» **Texto de lectura**:
____________

V Domingo del T.O. - Ciclo B: ALIVIAR (Mc 1,29-39)

La enfermedad es una de las experiencias más duras del ser humano. No sólo padece el enfermo que siente su vida amenazada y sufre sin saber por qué, para qué y hasta cuándo. Sufre también su familia, los seres queridos y los que le atienden.

De poco sirven las palabras y explicaciones. ¿Qué hacer cuando ya la ciencia no puede detener lo inevitable? ¿Cómo afrontar de manera humana el deterioro? ¿Cómo estar junto al familiar o el amigo gravemente enfermo?

Lo primero es acercarse. Al que sufre no se le puede ayudar desde lejos. Hay que estar cerca. Sin prisas, con discreción y respeto total. Ayudarle a luchar contra el dolor. Darle fuerza para que colabore con los que tratan de curarlo.

Esto exige acompañarlo en las diversas etapas de la enfermedad y en los diferentes estados de ánimo. Ofrecerle lo que necesita en cada momento. No incomodarnos ante su irritabilidad. Tener paciencia. Permanecer junto a él.

Es importante escuchar. Que el enfermo pueda contar y compartir lo que lleva dentro: las esperanzas frustradas, sus quejas y miedos, su angustia ante el futuro. Es un respiro para el enfermo poder desahogarse con alguien de confianza. No siempre es fácil escuchar. Requiere ponerse en el lugar del que sufre y estar atento a lo que nos dice con sus palabras y, sobre todo, con sus silencios, gestos y miradas.

____________

» **Datos mostrados**:

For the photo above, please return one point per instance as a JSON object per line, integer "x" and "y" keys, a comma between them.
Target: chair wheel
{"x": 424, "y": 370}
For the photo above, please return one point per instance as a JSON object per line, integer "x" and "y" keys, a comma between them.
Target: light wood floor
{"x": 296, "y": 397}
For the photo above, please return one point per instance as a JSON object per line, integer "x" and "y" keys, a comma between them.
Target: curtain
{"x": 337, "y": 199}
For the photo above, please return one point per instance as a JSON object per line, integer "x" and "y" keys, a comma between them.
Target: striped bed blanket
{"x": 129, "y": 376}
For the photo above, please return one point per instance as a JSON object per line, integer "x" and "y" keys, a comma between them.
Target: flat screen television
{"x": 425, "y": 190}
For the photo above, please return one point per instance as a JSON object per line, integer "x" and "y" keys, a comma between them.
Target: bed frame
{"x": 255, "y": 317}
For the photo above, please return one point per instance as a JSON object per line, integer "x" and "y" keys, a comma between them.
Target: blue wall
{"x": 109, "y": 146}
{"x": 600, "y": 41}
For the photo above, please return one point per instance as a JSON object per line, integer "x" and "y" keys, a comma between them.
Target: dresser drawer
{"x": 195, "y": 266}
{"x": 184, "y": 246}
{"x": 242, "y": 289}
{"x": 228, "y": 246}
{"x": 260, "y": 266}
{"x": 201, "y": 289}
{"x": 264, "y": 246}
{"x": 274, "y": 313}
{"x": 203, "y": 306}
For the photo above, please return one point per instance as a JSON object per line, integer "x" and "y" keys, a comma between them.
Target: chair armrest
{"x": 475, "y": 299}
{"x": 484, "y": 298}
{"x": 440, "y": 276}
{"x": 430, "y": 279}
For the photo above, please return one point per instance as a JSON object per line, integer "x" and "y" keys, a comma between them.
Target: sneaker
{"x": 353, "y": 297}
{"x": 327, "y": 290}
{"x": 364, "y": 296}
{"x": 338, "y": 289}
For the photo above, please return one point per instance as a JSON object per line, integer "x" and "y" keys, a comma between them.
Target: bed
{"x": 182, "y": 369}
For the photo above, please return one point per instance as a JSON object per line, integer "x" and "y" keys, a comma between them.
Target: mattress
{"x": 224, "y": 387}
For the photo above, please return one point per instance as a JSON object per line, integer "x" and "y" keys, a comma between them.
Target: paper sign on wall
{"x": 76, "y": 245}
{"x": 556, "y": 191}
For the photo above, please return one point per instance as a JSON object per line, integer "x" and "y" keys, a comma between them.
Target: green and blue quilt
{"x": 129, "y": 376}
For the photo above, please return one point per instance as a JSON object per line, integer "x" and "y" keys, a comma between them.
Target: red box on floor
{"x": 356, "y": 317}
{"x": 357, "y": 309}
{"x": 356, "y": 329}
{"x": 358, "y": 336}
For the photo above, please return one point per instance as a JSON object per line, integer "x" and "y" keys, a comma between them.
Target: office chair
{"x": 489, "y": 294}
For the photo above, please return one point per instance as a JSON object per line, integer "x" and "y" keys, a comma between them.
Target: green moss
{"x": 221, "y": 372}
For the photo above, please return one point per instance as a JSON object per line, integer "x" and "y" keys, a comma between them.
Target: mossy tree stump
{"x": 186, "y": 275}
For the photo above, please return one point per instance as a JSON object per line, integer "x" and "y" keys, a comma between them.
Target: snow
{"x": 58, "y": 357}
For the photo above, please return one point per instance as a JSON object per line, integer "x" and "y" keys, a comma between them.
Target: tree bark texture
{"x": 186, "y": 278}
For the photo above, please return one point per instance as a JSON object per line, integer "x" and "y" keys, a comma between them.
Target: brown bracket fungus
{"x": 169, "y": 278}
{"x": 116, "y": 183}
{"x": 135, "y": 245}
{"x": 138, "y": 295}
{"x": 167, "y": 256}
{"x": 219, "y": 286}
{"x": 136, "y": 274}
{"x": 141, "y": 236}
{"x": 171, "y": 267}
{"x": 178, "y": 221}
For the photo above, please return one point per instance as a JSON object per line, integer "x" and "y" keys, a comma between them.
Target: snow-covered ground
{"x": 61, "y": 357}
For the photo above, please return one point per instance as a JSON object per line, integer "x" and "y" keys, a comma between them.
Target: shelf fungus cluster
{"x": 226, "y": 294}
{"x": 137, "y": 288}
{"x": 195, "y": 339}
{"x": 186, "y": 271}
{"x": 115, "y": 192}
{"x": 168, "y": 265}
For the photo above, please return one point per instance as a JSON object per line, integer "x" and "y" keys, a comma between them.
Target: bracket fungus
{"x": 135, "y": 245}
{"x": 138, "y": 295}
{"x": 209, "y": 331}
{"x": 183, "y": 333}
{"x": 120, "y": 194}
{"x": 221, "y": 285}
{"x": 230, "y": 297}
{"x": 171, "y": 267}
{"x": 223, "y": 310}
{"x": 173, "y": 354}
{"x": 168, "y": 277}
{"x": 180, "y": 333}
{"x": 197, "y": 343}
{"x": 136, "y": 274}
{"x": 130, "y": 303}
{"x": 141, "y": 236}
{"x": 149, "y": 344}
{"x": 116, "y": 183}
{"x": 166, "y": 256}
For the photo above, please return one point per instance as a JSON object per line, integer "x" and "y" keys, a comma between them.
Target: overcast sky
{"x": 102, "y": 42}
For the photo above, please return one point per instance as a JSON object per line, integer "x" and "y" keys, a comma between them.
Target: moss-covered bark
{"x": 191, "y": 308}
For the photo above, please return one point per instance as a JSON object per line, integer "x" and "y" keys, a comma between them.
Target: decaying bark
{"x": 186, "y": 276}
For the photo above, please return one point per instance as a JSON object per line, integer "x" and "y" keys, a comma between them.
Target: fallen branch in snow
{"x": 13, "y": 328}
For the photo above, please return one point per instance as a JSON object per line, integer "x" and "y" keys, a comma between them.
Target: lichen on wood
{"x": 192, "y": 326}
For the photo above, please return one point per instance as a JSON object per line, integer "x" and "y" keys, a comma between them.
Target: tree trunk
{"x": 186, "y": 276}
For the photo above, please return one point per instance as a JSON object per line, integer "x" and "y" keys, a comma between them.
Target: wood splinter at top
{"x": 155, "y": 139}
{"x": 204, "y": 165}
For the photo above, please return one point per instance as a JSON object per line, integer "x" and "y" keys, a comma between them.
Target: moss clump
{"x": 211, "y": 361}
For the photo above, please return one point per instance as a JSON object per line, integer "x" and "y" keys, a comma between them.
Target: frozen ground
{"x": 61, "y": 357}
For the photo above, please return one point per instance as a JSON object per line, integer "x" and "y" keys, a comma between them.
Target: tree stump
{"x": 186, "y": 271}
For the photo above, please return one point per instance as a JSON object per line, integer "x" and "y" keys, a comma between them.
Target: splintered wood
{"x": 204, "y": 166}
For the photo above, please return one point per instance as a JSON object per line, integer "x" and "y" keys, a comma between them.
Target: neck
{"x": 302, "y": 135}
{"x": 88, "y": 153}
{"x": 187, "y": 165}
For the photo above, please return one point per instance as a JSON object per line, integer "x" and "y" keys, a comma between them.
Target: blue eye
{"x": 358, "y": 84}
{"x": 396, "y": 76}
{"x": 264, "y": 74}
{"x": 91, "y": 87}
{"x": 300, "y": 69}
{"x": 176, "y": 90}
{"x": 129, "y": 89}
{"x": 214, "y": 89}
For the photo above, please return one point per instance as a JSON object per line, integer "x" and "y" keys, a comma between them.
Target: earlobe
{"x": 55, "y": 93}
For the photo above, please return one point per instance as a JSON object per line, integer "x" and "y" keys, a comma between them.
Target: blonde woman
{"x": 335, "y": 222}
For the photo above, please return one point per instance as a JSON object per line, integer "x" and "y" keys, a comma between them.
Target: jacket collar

____________

» **Qué hacer**:
Responda estas preguntas sobre el texto acerca de la enfermedad:
1. Además del enfermo, ¿quiénes sufren?
2. ¿Qué es lo primero que hay que hacer?
3. ¿Qué requiere escuchar al que sufre?

» **Resultado**:
1. Su familia, los seres queridos y los que le atienden.
2. Acercarse.
3. Ponerse en el lugar del que sufre y estar atento a lo que nos dice con sus palabras y, sobre todo, con sus silencios, gestos y miradas.